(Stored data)
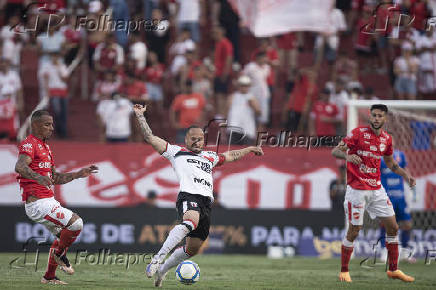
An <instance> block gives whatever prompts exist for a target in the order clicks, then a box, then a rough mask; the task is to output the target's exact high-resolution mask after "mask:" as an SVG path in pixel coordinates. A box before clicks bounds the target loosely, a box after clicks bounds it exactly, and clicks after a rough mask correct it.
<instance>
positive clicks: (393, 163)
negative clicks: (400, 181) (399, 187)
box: [383, 155, 416, 187]
mask: <svg viewBox="0 0 436 290" xmlns="http://www.w3.org/2000/svg"><path fill="white" fill-rule="evenodd" d="M383 159H384V161H385V163H386V166H387V167H388V168H389V169H390V170H392V172H393V173H396V174H398V175H400V176H402V177H403V178H404V179H405V180H406V181H407V183H409V185H410V186H411V187H413V186H415V185H416V180H415V178H413V177H412V176H410V175H409V173H407V171H406V170H405V169H404V168H401V167H400V166H399V165H398V163H397V162H396V161H395V160H394V157H393V156H392V155H389V156H384V157H383Z"/></svg>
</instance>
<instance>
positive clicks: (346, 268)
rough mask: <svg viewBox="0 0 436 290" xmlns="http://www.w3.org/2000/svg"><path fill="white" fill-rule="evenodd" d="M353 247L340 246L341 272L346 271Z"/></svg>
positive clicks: (343, 271) (342, 245) (349, 261)
mask: <svg viewBox="0 0 436 290" xmlns="http://www.w3.org/2000/svg"><path fill="white" fill-rule="evenodd" d="M353 249H354V248H353V247H345V246H344V245H342V247H341V272H348V264H349V263H350V259H351V254H352V253H353Z"/></svg>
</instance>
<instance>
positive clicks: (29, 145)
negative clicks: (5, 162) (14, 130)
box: [21, 143, 32, 152]
mask: <svg viewBox="0 0 436 290" xmlns="http://www.w3.org/2000/svg"><path fill="white" fill-rule="evenodd" d="M21 147H22V148H23V150H24V151H26V152H32V144H30V143H26V144H23V146H21Z"/></svg>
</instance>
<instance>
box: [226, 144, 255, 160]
mask: <svg viewBox="0 0 436 290" xmlns="http://www.w3.org/2000/svg"><path fill="white" fill-rule="evenodd" d="M251 152H253V153H254V155H257V156H261V155H263V150H262V148H260V147H256V146H250V147H246V148H243V149H240V150H231V151H227V152H224V153H223V155H224V157H225V160H224V162H233V161H236V160H239V159H241V158H242V157H244V156H245V155H247V154H249V153H251Z"/></svg>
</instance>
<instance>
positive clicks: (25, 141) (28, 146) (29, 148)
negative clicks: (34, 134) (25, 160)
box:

• Exercise directions
Skip the pictures, then return the rest of the data exactly.

• Reply
An <instance> block gives whatever prompts exist for a target in the order clicks, then a box, then a rough mask; the task is to output the target's exact high-resolution mask after "mask:" as an SVG path in pixel coordinates. A box before clicks bounds the target loosely, a box after clicks bounds it exactly, and clicks after a rough mask correct it.
<instance>
positive clicks: (393, 163)
negative clicks: (400, 181) (399, 187)
box: [383, 155, 416, 187]
mask: <svg viewBox="0 0 436 290" xmlns="http://www.w3.org/2000/svg"><path fill="white" fill-rule="evenodd" d="M383 159H384V161H385V163H386V166H387V167H388V168H389V169H390V170H392V172H393V173H396V174H398V175H400V176H402V177H403V178H404V179H405V180H406V181H407V183H409V185H410V186H411V187H413V186H415V185H416V180H415V178H413V177H412V176H410V175H409V173H407V171H406V170H405V169H404V168H401V167H400V166H399V165H398V163H397V162H396V161H395V160H394V157H393V156H392V155H389V156H384V157H383Z"/></svg>
</instance>
<instance>
positive clicks: (346, 268)
rough mask: <svg viewBox="0 0 436 290" xmlns="http://www.w3.org/2000/svg"><path fill="white" fill-rule="evenodd" d="M353 247L340 246L341 272L346 271Z"/></svg>
positive clicks: (343, 271) (342, 245) (349, 261)
mask: <svg viewBox="0 0 436 290" xmlns="http://www.w3.org/2000/svg"><path fill="white" fill-rule="evenodd" d="M353 249H354V248H353V247H345V246H344V245H342V247H341V272H348V264H349V263H350V259H351V254H352V253H353Z"/></svg>
</instance>
<instance>
positive clicks: (29, 145)
negative clicks: (5, 162) (14, 130)
box: [21, 143, 32, 152]
mask: <svg viewBox="0 0 436 290" xmlns="http://www.w3.org/2000/svg"><path fill="white" fill-rule="evenodd" d="M21 147H22V148H23V150H24V151H26V152H32V144H30V143H26V144H23V146H21Z"/></svg>
</instance>
<instance>
box: [226, 144, 255, 160]
mask: <svg viewBox="0 0 436 290" xmlns="http://www.w3.org/2000/svg"><path fill="white" fill-rule="evenodd" d="M251 152H253V153H254V155H257V156H261V155H263V150H262V148H260V147H256V146H250V147H246V148H243V149H240V150H231V151H227V152H224V153H223V155H224V157H225V160H224V162H233V161H236V160H239V159H241V158H242V157H244V156H245V155H247V154H249V153H251Z"/></svg>
</instance>
<instance>
positive clicks: (25, 141) (28, 146) (29, 148)
negative clicks: (34, 134) (25, 160)
box:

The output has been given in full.